• SHORT TASK 1
In the Holy Tuesday reflection, which Gospel passage was used for the day's Office and Mass?
• SHORT TASK 2
Summarize the Holy Tuesday reflection in two sentences.

___ TEXT PROVIDED ___

Holy Tuesday Reflection: Foolishness and Salvation

Beginning Lent

“The message about the cross is foolishness to those who are perishing, but to us who are being saved it is the power of God” (1 Corinthians 1:18 NRSV).

“It is not all about me.  It is not all about you.  It is about something greater.”  The Rev. Kate Bradtmiller, Associate Rector at St. John the Evangelist Episcopal Church in St. Paul preached these words on the Fifth Sunday of Lent.  The Gospel text was the one used for Today’s Office and Mass, John 12:20-36.  Here on this Tuesday in Holy Week, in addition we have these words from 1 Corinthians 1:18.

It is not complicated to read these words of St. Paul and apply them in a way that we center them on ourselves.  There is a certain degree of arrogance about them, if we only take them at face value.  When we take these words deeper into our prayer and reflect on them, the meaning is very different.  They are not about us.  They are about something greater.

___ PROVIDED DATA ___

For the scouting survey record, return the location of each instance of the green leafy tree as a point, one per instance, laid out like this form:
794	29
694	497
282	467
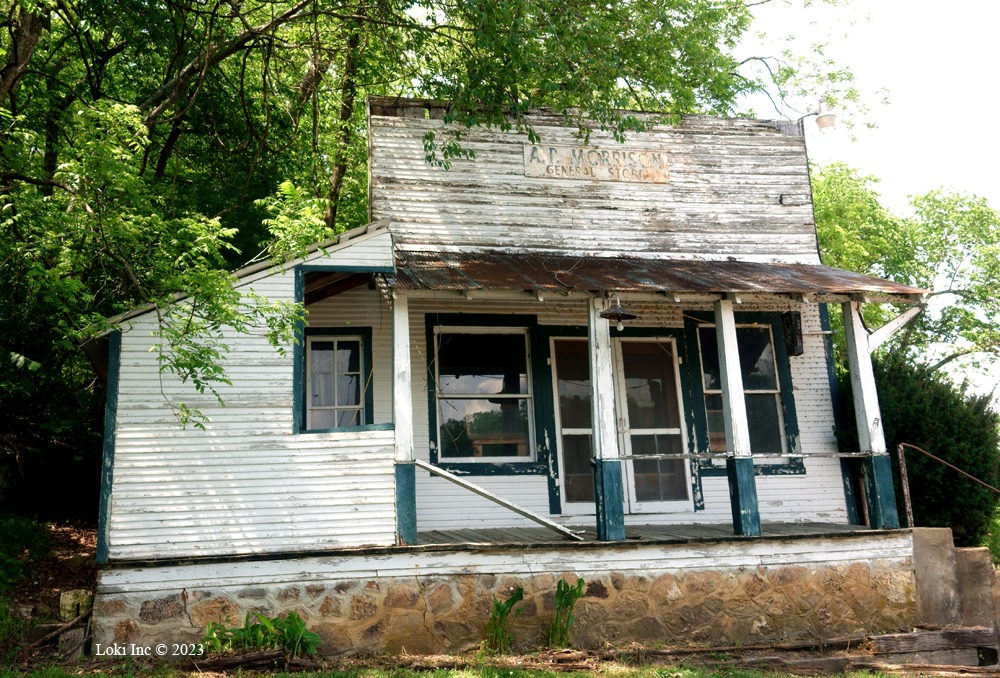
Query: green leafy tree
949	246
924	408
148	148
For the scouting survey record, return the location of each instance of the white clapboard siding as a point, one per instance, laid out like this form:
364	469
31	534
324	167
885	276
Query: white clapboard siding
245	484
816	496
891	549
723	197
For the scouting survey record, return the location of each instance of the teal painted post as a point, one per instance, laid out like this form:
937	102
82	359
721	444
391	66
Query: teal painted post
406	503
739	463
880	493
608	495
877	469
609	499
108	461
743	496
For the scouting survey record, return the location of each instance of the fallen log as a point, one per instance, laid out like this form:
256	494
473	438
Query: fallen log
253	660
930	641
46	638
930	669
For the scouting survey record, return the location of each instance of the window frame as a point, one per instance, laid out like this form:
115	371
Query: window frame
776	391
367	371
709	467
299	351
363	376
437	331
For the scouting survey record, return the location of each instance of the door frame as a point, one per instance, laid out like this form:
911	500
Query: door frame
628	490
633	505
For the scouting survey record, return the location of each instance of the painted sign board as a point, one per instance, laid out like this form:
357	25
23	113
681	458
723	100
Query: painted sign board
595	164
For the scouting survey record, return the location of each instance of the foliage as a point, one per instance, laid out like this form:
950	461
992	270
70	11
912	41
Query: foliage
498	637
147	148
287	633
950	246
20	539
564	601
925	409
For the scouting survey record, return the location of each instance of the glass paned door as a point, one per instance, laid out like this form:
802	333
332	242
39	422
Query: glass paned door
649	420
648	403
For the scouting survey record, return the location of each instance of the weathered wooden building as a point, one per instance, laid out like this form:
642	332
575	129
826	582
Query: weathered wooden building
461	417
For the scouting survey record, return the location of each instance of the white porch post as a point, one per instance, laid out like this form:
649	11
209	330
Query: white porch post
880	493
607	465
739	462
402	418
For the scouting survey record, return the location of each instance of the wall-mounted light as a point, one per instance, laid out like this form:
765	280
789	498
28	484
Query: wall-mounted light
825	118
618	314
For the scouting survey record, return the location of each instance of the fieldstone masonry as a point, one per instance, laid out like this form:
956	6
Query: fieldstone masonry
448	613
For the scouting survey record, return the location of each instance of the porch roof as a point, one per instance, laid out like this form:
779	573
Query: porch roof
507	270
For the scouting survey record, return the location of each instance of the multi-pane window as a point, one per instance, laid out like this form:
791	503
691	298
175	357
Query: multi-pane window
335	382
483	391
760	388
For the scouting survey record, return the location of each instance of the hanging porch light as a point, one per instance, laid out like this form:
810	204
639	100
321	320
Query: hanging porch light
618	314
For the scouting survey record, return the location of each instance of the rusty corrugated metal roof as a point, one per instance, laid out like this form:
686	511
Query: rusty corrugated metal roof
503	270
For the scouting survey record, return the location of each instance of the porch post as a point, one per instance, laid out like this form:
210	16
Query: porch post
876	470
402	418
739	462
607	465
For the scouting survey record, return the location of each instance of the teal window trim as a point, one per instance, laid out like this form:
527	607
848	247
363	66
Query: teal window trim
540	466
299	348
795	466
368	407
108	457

___

• FINAL RESULT 1
John 12:20-36.

• FINAL RESULT 2
The reflection pairs 1 Corinthians 1:18, read on Tuesday in Holy Week, with words the Rev. Kate Bradtmiller preached on the Fifth Sunday of Lent: "It is not all about me. It is not all about you. It is about something greater." It says that Paul's words can seem arrogant when taken at face value and centered on ourselves, but that deeper prayer and reflection show they are about something greater.